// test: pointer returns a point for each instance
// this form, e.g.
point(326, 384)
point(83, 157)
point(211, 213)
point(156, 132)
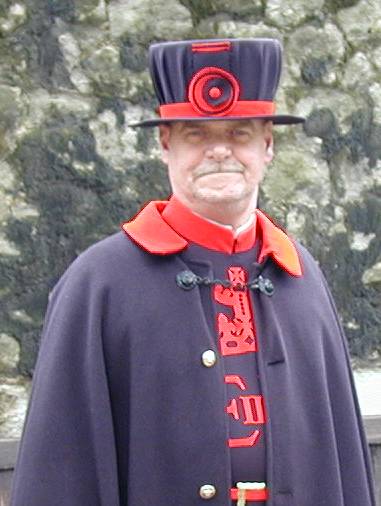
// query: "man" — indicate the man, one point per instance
point(197, 355)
++++
[GIVEN REQUEST]
Put every line of the entries above into a numbered list, skipping any blank lines and leaving the picture out.

[THE ANSWER]
1. // test: pointer returns a point for each instance
2. // this form, e.g.
3. point(326, 384)
4. point(83, 157)
5. point(211, 213)
6. point(156, 132)
7. // query: "man" — indicate the man, one point per instance
8. point(197, 355)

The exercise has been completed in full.